DOCUMENT SOURCE:
Le changement climatique va impacter économiquement le secteur viticole français (raréfaction de l’eau, recrudescence des bio-agresseurs, etc.). Parmi les quatre scénarios pour adapter la filière, le scénario d’adaptation innovant basé sur la technologie et l’innovation des pratiques semble être privilégié par les viticulteurs. Pourtant, il possède des limites. Un autre scénario d’adaptation qui tend à déplacer les aires de culture, le scénario nomade, pourrait dans certains cas être plus approprié.

Quel secteur a le second excédent commercial net derrière l’aéronautique, génère 558 000 emplois directs et indirects dans des régions à fort taux de chômage et possède de forts enjeux sur la biodiversité ? Vous l’aurez peut-être deviné, c’est le secteur viticole. Il est pourtant en train de subir un choc économique causé par le changement climatique, qui le pousse à s’adapter. En 2016, Patrick Aigrain, chef du service « évaluation, prospective & analyses transversales » de FranceAgriMer, a publié avec son équipe Travaux de prospective sur l’adaptation de la viticulture au changement climatique : quelles séries d’événements pourraient favoriser différentes stratégies d’adaptation. Quatre stratégies d’adaptation sont analysées : conservatrice, innovante, libérale et nomade. Deux d’entre elles sont plébiscitées par la filière, l’innovante et la nomade. Dans les débats en cours sur le sujet, la balance semble pencher pour la stratégie innovante.

DONNÉES:

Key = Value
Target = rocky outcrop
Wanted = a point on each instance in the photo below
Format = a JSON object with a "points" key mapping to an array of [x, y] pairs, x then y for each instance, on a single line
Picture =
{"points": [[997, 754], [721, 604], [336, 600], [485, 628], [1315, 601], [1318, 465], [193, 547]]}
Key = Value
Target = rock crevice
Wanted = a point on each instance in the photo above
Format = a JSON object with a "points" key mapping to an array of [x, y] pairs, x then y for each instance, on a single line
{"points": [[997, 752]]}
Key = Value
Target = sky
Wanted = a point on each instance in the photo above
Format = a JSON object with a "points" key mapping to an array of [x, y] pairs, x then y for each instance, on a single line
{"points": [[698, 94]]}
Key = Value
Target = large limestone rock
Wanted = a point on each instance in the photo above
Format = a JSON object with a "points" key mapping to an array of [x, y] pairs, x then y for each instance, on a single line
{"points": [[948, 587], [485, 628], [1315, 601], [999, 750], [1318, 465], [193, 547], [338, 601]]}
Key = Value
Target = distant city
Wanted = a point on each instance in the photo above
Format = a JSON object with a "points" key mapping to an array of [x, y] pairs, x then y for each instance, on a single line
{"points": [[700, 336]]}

CONSIGNE: Restituez sans rien changer le passage du texte sur la viticulture face au changement climatique qui va de « Le changement climatique va » jusqu'à « être plus approprié. ».

RÉPONSE:
Le changement climatique va impacter économiquement le secteur viticole français (raréfaction de l’eau, recrudescence des bio-agresseurs, etc.). Parmi les quatre scénarios pour adapter la filière, le scénario d’adaptation innovant basé sur la technologie et l’innovation des pratiques semble être privilégié par les viticulteurs. Pourtant, il possède des limites. Un autre scénario d’adaptation qui tend à déplacer les aires de culture, le scénario nomade, pourrait dans certains cas être plus approprié.